● **GIVEN PROBLEM A**
Name every tablet state listed in the passage on tablets.
● **GIVEN PROBLEM B**
Write the next part of the passage on tablets, starting after its final sentence.

● **TEXT PASSAGE**
┌──
Concepts

Tablets

For each table, the key space is divided by a set of boundary keys into non-overlapping ranges — tablets. Table tablets are listed in the tablets attribute. Each tablet is described by the TabletInfo structure:

Name Type Description Mandatory
tablet_id Guid Tablet ID Yes
statistics TabletStatistics Tablet statistics Yes
state String State (mounted/unmounted/frozen/mounting/unmounting/freezing/unfreezing/frozen_mounting) Yes
pivot_key List Boundary key where the tablet starts (for sorted tables only) Yes
cell_id Guid ID of the cell to which the tablet is mounted No
Example of tablet statistics
{
    "chunk_count" = 1;
    "compressed_data_size" = 324;
    "disk_space" = 2502;
    "disk_space_per_medium" = {
        "default" = 2502;
    };
    "dynamic_memory_pool_size" = 0;
    "hunk_compressed_data_size" = 0;
    "hunk_uncompressed_data_size" = 0;
    "memory_size" = 0;
    "overlapping_store_count" = 1;
    "partition_count" = 1;
    "preload_completed_store_count" = 0;
    "preload_failed_store_count" = 0;
    "preload_pending_store_count" = 0;
    "store_count" = 1;
    "tablet_count" = 1;
    "tablet_count_per_memory_mode" = {
        "none" = 1;
        "compressed" = 0;
        "uncompressed" = 0;
    };
    "uncompressed_data_size" = 538;
    "unmerged_row_count" = 2;
}

Each tablet logically consists of a set of sorted data chunks and a special memory area called dynamic store. Chunks are stored in a replicated way in a blob repository ^[storage of large amounts of unstructured data] and overlap in key ranges. When data is written, it goes into the dynamic store and is stored there. When the data reaches the amounts specified in the configuration, it is written to the disk as a chunk. When the number of chunks within a tablet becomes large enough, some of them are combined — compaction is performed. At this moment, old and irrelevant data may be deleted. For more information, see Compaction.
└──
● **DATASET CONTENT**
┌──
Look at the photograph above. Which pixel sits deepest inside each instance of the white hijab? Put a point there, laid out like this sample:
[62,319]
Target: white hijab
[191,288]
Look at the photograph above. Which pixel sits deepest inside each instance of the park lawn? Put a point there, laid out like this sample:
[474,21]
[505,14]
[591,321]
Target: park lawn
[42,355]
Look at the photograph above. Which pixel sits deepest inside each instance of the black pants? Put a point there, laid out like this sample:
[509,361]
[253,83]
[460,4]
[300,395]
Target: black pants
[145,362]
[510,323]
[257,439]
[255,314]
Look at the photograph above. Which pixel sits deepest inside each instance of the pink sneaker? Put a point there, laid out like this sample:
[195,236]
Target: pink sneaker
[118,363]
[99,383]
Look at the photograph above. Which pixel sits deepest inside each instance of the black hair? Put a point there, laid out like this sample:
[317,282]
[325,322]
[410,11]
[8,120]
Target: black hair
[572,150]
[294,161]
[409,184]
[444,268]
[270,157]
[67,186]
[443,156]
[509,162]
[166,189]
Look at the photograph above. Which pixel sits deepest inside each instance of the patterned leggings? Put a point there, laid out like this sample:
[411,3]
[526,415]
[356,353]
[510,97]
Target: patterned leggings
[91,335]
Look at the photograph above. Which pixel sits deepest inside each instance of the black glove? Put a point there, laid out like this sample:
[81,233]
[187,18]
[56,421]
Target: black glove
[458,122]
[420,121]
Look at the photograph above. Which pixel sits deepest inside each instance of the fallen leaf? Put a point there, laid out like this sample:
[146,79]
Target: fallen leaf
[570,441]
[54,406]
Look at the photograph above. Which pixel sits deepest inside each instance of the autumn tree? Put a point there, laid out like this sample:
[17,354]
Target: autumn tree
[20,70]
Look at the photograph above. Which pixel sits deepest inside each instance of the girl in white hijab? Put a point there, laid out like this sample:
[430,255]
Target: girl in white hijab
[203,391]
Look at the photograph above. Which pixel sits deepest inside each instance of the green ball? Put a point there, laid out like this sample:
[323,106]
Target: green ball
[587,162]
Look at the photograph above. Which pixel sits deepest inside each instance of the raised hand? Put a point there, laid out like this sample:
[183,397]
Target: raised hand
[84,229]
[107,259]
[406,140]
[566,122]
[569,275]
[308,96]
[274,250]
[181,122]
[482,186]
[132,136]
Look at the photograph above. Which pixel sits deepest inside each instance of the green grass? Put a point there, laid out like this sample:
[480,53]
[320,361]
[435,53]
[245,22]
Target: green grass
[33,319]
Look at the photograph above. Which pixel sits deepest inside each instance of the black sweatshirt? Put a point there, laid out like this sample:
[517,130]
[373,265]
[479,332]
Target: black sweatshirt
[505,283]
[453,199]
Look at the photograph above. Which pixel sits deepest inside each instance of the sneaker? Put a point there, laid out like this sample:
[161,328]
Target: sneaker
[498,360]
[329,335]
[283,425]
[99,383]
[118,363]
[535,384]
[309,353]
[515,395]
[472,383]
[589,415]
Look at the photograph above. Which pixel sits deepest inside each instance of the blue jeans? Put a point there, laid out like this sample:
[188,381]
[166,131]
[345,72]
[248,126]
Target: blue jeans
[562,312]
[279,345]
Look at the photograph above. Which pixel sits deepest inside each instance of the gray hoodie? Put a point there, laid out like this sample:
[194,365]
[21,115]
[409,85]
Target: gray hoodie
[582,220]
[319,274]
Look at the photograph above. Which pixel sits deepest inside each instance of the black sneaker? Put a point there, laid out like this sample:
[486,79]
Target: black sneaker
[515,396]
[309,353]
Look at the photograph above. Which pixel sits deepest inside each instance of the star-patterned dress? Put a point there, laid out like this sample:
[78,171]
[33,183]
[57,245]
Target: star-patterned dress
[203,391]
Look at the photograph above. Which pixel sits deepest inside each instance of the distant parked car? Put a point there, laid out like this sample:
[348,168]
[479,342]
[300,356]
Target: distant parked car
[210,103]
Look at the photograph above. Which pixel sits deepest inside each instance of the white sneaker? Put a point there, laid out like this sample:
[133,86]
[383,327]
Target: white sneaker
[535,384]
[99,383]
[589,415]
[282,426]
└──
● **EXERCISE ANSWER A**
mounted, unmounted, frozen, mounting, unmounting, freezing, unfreezing, frozen_mounting

● **EXERCISE ANSWER B**
A list of all tablets of all dynamic system tables is available at //sys/tablets.

Boundary keys

To change a table tablet set, use the reshard_table command. When changing the number of tablets of sorted dynamic tables, boundary keys must be specified. Tablet boundary keys are random sequences of values, not necessarily of the same length as the key columns.

One of the options is to take a hash of some subsequent key components in order to distribute the data evenly across the key space. Then the boundary keys can be sequences of length 1, consisting of numbers that evenly divide the entire interval of hash function values.

The boundary key of the first table tablet always equals the empty sequence — effective minus infinity — and cannot be changed.

Partitions

Tables in dynamic tables are divided into partitions to ensure parallel processing of queries within the cluster node. A typical partition size is several hundred megabytes. If the chunks become larger than the partition size, a background process is started that forces the chunks to be split into smaller chunks.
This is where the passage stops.